• [Exercise directions]:
Read through the entries below and return each line with the word "skin".
##### Source data #####
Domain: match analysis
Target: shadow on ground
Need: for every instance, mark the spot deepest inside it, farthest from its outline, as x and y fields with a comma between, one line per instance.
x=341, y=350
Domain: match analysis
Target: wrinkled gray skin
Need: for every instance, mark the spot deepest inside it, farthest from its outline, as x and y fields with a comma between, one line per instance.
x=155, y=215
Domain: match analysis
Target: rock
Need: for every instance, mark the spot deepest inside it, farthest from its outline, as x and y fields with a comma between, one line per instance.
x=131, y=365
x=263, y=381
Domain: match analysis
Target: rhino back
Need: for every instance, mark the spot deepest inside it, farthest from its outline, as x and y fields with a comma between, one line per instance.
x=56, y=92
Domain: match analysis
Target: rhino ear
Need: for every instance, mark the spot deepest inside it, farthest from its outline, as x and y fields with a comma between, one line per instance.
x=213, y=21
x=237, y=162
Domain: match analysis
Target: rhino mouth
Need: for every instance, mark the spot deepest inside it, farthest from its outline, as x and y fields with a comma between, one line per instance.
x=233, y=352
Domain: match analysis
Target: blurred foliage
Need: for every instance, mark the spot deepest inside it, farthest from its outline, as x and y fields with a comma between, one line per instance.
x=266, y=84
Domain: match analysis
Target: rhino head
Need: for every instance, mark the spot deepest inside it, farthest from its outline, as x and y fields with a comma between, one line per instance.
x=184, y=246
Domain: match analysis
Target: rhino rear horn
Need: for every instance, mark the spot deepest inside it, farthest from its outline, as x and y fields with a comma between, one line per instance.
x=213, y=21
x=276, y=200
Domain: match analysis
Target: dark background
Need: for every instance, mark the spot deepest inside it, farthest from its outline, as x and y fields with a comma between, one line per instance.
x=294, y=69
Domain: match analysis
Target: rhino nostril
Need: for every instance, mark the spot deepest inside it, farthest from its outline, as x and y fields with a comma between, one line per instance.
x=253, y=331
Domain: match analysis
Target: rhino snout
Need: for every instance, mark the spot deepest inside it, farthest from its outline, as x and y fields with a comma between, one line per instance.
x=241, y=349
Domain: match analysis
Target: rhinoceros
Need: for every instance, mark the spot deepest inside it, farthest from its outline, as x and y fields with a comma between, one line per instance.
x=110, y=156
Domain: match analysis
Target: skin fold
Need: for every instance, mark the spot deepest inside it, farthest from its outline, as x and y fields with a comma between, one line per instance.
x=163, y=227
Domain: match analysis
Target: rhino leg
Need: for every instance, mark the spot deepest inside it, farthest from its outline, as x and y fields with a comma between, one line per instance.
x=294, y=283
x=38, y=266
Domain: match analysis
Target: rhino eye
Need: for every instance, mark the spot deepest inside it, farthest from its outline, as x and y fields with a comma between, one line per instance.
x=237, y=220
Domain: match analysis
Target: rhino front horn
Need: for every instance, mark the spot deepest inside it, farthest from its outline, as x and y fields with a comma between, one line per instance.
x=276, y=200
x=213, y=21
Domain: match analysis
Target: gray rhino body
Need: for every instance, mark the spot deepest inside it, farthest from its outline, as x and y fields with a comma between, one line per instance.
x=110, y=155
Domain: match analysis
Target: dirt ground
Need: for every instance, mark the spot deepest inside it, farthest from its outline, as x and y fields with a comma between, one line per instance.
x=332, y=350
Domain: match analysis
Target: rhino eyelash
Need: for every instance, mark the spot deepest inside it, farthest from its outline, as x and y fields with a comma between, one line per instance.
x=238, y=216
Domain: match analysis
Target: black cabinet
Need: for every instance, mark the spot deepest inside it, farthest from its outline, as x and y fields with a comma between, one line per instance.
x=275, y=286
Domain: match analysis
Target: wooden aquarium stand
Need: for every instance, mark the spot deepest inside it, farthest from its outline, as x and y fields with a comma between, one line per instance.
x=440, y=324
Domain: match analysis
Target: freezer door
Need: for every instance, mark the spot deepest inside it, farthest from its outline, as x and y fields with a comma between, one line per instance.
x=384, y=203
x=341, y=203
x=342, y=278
#####
• [Response]:
Target: wrinkled gray skin
Target: skin fold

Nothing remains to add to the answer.